* **WORK REQUIRED**: Return each line from the items below that includes the word "metal".

* **DATA RECORDS**:
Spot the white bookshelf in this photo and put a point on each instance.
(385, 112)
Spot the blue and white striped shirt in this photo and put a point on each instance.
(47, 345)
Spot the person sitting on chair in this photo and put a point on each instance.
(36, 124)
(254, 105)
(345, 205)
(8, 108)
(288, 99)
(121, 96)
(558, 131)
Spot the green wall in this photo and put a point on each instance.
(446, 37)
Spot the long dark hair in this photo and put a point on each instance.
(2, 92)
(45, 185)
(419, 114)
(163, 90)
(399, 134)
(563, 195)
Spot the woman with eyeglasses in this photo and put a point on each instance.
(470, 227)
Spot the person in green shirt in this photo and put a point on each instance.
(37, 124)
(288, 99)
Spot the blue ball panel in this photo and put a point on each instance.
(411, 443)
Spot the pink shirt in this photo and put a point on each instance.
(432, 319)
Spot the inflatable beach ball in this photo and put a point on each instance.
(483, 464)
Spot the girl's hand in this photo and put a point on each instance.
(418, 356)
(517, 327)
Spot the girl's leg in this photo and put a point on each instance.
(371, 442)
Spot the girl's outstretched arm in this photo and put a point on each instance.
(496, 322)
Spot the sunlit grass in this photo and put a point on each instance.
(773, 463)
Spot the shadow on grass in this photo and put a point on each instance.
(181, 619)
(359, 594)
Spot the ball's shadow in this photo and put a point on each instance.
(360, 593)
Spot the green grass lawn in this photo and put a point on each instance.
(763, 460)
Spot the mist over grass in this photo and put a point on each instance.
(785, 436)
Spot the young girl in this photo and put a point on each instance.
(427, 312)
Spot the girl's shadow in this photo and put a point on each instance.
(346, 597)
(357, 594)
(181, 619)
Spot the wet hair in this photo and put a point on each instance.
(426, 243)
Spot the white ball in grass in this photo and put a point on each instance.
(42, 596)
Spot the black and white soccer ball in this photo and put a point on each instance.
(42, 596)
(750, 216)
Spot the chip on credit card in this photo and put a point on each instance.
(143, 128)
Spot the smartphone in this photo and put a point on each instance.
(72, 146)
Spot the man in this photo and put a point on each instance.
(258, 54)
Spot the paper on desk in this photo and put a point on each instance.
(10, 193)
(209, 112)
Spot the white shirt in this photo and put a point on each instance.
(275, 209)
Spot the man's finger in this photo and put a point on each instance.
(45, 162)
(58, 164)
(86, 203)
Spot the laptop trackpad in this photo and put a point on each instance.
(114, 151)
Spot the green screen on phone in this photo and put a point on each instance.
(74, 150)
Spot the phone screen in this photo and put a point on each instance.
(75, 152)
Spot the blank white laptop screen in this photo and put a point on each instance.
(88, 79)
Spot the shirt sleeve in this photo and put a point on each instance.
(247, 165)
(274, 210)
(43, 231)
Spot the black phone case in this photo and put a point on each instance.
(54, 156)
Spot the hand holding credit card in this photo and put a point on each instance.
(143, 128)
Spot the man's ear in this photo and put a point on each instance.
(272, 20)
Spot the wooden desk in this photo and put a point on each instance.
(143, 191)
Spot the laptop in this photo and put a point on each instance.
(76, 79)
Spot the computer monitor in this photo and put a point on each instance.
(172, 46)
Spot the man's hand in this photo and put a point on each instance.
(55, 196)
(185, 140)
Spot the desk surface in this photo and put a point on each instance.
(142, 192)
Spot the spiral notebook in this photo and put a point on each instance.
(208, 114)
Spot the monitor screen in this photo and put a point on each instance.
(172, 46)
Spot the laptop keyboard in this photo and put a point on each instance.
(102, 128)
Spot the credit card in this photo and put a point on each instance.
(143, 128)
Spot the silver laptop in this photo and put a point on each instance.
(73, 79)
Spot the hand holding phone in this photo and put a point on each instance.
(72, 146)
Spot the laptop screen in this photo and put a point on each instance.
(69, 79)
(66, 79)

...

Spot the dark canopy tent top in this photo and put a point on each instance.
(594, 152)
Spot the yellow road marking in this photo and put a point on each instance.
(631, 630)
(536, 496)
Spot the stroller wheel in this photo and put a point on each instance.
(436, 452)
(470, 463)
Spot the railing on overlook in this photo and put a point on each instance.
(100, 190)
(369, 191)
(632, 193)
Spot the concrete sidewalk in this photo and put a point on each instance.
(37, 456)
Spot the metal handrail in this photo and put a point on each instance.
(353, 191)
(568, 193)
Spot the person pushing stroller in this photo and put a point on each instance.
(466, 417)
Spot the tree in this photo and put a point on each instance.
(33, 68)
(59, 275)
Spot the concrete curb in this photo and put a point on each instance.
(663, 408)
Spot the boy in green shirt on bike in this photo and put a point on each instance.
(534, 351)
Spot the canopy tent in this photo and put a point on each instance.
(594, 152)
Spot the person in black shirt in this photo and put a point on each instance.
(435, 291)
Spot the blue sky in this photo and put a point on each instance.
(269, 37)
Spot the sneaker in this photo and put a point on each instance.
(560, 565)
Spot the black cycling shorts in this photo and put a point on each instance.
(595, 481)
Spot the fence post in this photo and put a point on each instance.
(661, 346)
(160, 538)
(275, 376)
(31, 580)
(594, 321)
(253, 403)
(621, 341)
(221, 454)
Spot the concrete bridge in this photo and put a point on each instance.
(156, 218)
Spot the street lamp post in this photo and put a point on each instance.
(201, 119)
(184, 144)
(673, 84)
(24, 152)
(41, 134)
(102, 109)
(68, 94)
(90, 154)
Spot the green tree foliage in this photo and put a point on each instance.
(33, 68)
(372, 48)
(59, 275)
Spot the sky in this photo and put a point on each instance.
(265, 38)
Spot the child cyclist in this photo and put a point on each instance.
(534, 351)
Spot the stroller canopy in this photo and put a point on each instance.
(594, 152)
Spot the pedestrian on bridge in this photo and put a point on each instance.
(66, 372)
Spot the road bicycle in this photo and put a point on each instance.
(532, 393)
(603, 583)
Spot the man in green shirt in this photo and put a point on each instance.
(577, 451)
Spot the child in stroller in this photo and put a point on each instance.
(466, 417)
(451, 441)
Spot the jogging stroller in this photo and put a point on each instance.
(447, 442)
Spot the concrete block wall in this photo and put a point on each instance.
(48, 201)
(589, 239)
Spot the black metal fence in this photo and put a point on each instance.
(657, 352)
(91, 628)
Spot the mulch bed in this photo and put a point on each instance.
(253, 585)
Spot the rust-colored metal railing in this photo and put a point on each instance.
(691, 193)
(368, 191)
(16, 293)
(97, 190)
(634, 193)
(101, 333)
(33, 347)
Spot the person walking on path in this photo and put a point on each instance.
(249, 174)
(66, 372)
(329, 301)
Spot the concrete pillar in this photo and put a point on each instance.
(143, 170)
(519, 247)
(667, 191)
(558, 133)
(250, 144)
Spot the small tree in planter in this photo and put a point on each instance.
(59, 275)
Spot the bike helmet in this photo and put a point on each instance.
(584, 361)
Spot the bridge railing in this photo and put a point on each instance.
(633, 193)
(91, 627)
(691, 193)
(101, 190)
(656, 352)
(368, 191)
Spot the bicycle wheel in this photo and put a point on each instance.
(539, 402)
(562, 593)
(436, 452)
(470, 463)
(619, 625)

...

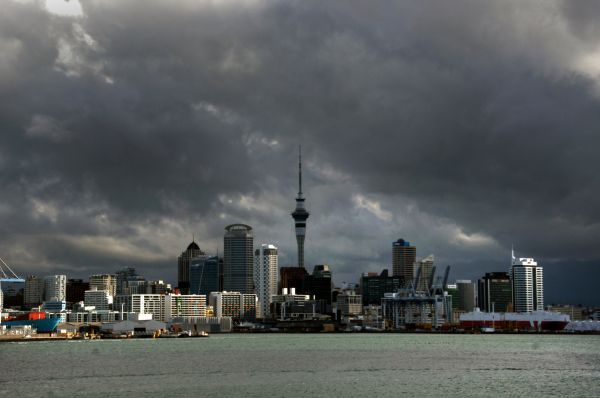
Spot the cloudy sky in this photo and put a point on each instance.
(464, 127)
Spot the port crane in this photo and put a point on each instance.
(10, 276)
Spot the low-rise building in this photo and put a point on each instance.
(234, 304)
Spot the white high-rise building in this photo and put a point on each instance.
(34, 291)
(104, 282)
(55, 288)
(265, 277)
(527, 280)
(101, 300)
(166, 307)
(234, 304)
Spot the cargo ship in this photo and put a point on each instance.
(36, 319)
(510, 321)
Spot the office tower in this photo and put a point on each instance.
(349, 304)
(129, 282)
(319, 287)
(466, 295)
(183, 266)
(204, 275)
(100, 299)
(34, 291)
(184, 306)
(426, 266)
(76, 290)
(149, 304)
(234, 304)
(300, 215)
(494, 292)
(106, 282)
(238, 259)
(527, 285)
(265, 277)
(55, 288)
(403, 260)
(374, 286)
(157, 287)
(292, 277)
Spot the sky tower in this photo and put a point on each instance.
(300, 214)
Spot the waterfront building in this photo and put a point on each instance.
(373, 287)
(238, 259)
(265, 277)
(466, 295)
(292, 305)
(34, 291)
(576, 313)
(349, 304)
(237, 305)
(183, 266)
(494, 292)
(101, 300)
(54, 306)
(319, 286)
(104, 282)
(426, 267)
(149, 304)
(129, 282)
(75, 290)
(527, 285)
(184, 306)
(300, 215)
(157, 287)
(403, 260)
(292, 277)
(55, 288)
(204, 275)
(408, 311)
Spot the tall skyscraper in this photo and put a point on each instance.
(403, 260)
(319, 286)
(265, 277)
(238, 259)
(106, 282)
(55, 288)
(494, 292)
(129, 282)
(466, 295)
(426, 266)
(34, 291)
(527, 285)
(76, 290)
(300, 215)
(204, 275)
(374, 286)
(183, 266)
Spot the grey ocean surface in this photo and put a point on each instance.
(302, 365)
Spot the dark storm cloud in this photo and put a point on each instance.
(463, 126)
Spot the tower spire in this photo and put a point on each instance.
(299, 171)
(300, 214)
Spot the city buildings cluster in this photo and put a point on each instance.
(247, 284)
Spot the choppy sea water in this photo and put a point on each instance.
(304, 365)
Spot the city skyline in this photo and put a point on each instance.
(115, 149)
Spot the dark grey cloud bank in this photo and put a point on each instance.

* **THE RESULT**:
Spot the metal handrail in this photo and put a point on each instance.
Spot the black metal fence in this photo and put a point on each instance.
Spot the rust-colored metal railing in this photo and put a point on each instance.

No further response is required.